**Written request**
Below are some entries; can you quote all of them exactly?

**Extracted material**
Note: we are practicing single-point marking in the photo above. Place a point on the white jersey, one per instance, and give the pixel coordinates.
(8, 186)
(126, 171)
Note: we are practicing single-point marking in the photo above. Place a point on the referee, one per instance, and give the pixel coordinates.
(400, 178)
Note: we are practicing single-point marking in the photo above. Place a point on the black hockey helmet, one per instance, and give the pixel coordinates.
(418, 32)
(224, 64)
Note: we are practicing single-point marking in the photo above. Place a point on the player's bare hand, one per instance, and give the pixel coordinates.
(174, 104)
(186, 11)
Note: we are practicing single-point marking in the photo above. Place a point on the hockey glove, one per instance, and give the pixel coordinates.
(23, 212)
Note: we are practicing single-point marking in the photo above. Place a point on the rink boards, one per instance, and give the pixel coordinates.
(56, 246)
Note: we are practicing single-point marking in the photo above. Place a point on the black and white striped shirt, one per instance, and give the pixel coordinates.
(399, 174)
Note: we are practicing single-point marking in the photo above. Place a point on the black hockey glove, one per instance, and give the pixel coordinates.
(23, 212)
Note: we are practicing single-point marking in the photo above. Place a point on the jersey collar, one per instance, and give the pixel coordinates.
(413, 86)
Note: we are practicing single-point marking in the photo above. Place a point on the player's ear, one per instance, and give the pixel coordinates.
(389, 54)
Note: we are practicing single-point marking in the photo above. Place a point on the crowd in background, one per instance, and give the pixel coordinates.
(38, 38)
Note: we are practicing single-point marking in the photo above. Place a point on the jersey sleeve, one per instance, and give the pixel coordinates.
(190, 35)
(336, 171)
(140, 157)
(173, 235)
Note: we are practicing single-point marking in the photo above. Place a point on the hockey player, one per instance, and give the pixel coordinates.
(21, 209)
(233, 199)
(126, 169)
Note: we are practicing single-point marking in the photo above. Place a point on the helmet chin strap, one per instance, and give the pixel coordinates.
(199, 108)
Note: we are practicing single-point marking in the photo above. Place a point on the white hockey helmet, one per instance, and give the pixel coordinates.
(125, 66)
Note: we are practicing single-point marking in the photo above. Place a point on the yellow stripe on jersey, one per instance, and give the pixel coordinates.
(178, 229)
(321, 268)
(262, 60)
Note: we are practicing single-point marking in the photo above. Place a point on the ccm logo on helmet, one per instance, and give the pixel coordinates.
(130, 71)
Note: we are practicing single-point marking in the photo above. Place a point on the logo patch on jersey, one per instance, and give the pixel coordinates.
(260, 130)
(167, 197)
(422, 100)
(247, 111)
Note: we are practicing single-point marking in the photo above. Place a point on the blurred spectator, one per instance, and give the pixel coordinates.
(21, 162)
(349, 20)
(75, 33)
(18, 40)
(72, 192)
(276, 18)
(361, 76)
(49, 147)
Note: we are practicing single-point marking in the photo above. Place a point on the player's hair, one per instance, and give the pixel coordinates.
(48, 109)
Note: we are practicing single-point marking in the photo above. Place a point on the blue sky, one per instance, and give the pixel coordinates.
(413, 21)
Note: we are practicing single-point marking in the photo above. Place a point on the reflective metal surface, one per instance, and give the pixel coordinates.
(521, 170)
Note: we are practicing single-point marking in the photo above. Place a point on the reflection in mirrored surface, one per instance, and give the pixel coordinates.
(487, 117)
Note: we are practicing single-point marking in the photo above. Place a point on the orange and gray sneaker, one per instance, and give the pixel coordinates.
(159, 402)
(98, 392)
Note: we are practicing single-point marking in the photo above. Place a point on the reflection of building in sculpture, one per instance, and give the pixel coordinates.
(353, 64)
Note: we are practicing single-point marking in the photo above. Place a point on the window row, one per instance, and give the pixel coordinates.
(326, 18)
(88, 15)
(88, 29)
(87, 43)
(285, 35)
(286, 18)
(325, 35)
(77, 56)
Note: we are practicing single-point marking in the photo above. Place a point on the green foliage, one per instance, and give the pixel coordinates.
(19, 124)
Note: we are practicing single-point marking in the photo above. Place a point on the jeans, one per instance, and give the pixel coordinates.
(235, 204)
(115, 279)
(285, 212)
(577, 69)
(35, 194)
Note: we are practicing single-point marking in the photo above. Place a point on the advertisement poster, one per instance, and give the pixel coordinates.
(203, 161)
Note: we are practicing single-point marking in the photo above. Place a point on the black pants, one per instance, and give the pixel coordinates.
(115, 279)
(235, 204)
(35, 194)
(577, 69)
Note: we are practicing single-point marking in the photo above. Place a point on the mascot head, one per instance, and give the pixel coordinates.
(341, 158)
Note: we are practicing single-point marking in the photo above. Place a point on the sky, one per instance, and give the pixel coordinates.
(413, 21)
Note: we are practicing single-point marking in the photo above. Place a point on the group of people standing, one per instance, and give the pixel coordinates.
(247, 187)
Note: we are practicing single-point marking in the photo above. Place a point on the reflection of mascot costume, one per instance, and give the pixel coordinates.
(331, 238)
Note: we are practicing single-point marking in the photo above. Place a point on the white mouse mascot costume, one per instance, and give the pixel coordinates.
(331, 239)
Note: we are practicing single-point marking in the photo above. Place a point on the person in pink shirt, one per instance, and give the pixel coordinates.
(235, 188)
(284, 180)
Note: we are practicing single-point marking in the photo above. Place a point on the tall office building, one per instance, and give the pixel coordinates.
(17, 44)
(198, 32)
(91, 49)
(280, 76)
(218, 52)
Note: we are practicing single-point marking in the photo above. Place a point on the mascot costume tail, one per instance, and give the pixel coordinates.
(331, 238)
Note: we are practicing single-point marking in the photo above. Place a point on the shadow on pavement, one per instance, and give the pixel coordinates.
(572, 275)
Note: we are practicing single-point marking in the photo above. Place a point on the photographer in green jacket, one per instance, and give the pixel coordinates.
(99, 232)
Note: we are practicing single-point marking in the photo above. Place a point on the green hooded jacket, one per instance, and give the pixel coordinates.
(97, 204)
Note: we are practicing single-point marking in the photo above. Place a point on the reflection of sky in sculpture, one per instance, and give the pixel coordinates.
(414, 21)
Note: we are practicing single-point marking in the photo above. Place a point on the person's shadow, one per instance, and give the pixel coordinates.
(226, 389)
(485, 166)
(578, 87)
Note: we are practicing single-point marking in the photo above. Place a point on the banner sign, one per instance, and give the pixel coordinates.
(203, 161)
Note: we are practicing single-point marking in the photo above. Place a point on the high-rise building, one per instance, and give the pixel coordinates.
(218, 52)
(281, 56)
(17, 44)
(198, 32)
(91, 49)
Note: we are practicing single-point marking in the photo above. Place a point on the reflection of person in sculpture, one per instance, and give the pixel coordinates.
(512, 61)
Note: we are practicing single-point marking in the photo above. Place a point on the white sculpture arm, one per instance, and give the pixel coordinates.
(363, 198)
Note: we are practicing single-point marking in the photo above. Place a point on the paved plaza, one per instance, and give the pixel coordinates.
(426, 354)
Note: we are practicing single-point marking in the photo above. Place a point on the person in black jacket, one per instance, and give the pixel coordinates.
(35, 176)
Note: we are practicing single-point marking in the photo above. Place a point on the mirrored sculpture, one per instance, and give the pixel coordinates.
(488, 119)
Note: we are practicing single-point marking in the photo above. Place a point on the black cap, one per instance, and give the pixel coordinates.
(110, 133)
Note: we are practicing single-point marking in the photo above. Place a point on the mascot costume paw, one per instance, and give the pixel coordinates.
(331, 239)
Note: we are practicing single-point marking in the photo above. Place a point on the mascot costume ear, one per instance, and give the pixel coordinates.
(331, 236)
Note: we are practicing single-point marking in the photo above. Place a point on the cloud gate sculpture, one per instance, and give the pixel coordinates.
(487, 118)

**Solution to this exercise**
Note: we are practicing single-point marking in the photo above. Place a point on the white jersey, one per instance, and give the pixel coordinates.
(8, 186)
(126, 171)
Note: we are practicing single-point marking in the photo above. Place a point on the referee, one per instance, and give the pixel coordinates.
(400, 178)
Note: we are practicing single-point marking in the photo above. Place a point on the black hockey helmet, one per instance, and give the pixel coordinates.
(418, 32)
(224, 64)
Note: we are practicing single-point marking in the photo above. Place a point on the player's bare hand, one per instance, and give the pixel coordinates.
(174, 104)
(186, 11)
Note: we are practicing single-point marking in the photo above. Place a point on the hockey glove, one per instance, and give the pixel coordinates.
(23, 212)
Note: we are practicing single-point marking in the photo above. Place a point on the rink boards, one per instance, and give the pixel coordinates.
(56, 246)
Note: we are practicing single-point marking in the photo above. Place a point on the black and white striped shirt, one per instance, and give the pixel coordinates.
(399, 174)
Note: we are practicing single-point marking in the photo above. Place a point on the black hockey glove, one per instance, and give the pixel coordinates.
(23, 212)
Note: we are practicing single-point marking in the photo above. Place a point on the jersey collar, one per instance, and give the pixel coordinates.
(413, 86)
Note: we are practicing single-point marking in the photo above. Place a point on the player's ear, one per instance, and give the pixel coordinates.
(389, 54)
Note: we are practicing single-point marking in the photo above. Place a point on the crowd in background, one per instance, and give the pixel coordinates.
(38, 38)
Note: we are practicing single-point marking in the photo above. Place a point on the jersey sleeve, one per instance, and give the pixel coordinates.
(190, 35)
(336, 171)
(140, 157)
(173, 235)
Note: we are practicing single-point marking in the photo above. Place a point on the hockey player, one per instance, and give the pixel coordinates.
(21, 209)
(233, 199)
(126, 169)
Note: we are practicing single-point marking in the photo above. Place a point on the helmet chin strap, one per instance, and give the pixel coordinates.
(199, 108)
Note: we are practicing single-point marking in the photo above. Place a point on the white hockey helmet, one per instance, and give the pixel coordinates.
(125, 66)
Note: we are practicing single-point marking in the photo above. Place a point on the yellow stripe on jersey, one per instance, and give the pixel coordinates.
(178, 229)
(321, 268)
(262, 60)
Note: we are practicing single-point marking in the photo above. Place a point on the ccm logo on helmet, one per instance, and give the pixel coordinates.
(130, 71)
Note: we are practicing single-point marking in the photo above. Place a point on the logo patch on jersey, one per instance, and give the pixel coordinates.
(260, 130)
(167, 197)
(422, 100)
(247, 111)
Note: we are practicing single-point marking in the photo above. Place a point on the blurred spectator, one per instance, and give the pixel coordinates.
(21, 162)
(349, 20)
(75, 33)
(18, 40)
(72, 192)
(276, 18)
(361, 76)
(49, 147)
Note: we are practicing single-point marking in the photo above. Place a point on the player's hair, one per instance, and give the pixel coordinates.
(48, 109)
Note: we are practicing single-point marking in the photo above. Place a point on the blue sky, one per instance, and give the pixel coordinates.
(413, 21)
Note: we are practicing single-point marking in the photo above. Place a point on the reflective metal surface, one per instance, and give the pixel coordinates.
(521, 170)
Note: we are practicing single-point marking in the photo above. Place a point on the reflection in mirrored surface, one per instance, and give the pixel coordinates.
(487, 117)
Note: we are practicing single-point marking in the photo above. Place a point on the orange and gray sneaker, one per instance, and give the pixel coordinates.
(159, 402)
(98, 392)
Note: we are practicing single-point marking in the photo above. Place a point on the reflection of building in sculpture, one per instance, and give the pixel coordinates.
(353, 64)
Note: we are practicing single-point marking in the photo above. Place a point on the window row, one per instance, and give the pixel coordinates.
(326, 18)
(88, 15)
(88, 29)
(87, 43)
(285, 35)
(286, 18)
(325, 35)
(77, 56)
Note: we are practicing single-point marking in the photo above. Place a point on the green foliage, one per instance, and give the pixel coordinates.
(19, 124)
Note: we are practicing single-point marking in the photo above. Place a point on the jeans, one per instance, and give the pixel coordinates.
(235, 204)
(115, 279)
(285, 212)
(577, 69)
(35, 194)
Note: we are practicing single-point marking in the photo above. Place a point on the advertisement poster, one per instance, and give the pixel coordinates.
(203, 161)
Note: we are practicing single-point marking in the photo above. Place a point on the black pants, one per instance, and give the pixel coordinates.
(115, 279)
(235, 204)
(35, 194)
(577, 69)
Note: we are practicing single-point marking in the photo above. Place a point on the mascot head, one per instance, and give the pixel coordinates.
(341, 158)
Note: we are practicing single-point marking in the photo above. Place a point on the sky, one per instance, and give the pixel coordinates.
(413, 21)
Note: we are practicing single-point marking in the photo above. Place a point on the group of people standing, one per instance, and give the pixel coordinates.
(247, 187)
Note: we are practicing single-point marking in the photo above. Place a point on the reflection of mascot costume, one per instance, and give the pixel coordinates.
(331, 238)
Note: we are practicing single-point marking in the photo above. Place a point on the white mouse mascot costume, one per instance, and give the pixel coordinates.
(331, 239)
Note: we are practicing single-point marking in the photo above. Place a point on the person in pink shirt, one per instance, and give the pixel coordinates.
(235, 188)
(284, 180)
Note: we are practicing single-point marking in the photo above. Place a point on the tall office building, one per instance, and give the pixel coordinates.
(17, 44)
(198, 32)
(91, 49)
(280, 76)
(218, 52)
Note: we are practicing single-point marking in the photo above. Place a point on the mascot costume tail, one per instance, and give the pixel coordinates.
(331, 238)
Note: we are practicing single-point marking in the photo above. Place a point on the shadow on pavement, one per instance, and give the pixel coordinates.
(572, 275)
Note: we are practicing single-point marking in the photo above. Place a point on the photographer in green jacket, one per instance, and give the pixel coordinates.
(99, 232)
Note: we are practicing single-point marking in the photo above. Place a point on the green hooded jacket, one per instance, and give the pixel coordinates.
(97, 204)
Note: we are practicing single-point marking in the photo above. Place a point on the reflection of sky in sculpture, one per instance, and give the pixel coordinates.
(414, 21)
Note: we are practicing single-point marking in the photo above. Place a point on the person's shadow, one per instance, and give the pixel coordinates.
(226, 389)
(485, 166)
(578, 87)
Note: we are practicing single-point marking in the photo above. Place a point on the banner sign, one per instance, and give the pixel coordinates.
(203, 161)
Note: we are practicing single-point marking in the photo above. Place a point on the high-rise building, one per instance, and give the pixel coordinates.
(218, 52)
(281, 56)
(17, 44)
(198, 32)
(91, 49)
Note: we are practicing single-point marking in the photo above. Place a point on the reflection of person in sculpture, one per instance, and give the pixel coordinates.
(512, 61)
Note: we are practicing single-point marking in the photo above. Place a point on the white sculpture arm, one per instance, and give the pixel coordinates.
(363, 198)
Note: we are practicing single-point marking in the photo above. Place a point on the paved plaza, one per instance, and give the pixel coordinates.
(426, 354)
Note: we are practicing single-point marking in the photo above. Place a point on the person in black jacket, one per instance, and give the pixel coordinates.
(35, 176)
Note: we are practicing single-point marking in the photo above. Place a point on the mirrored sculpture, one per instance, and give the pixel coordinates.
(488, 119)
Note: we are practicing single-point marking in the photo above. Place a point on the black cap, one per instance, and give the pixel coordinates.
(110, 133)
Note: we are practicing single-point marking in the photo above. Place a point on the mascot costume paw, one per instance, and give the pixel coordinates.
(331, 239)
Note: we are practicing single-point marking in the photo above. Place a point on the mascot costume ear, one per instance, and give the pixel coordinates.
(331, 236)
Note: we are practicing single-point marking in the photo above. Place a point on the cloud gate sculpture, one per instance, and give the pixel coordinates.
(487, 118)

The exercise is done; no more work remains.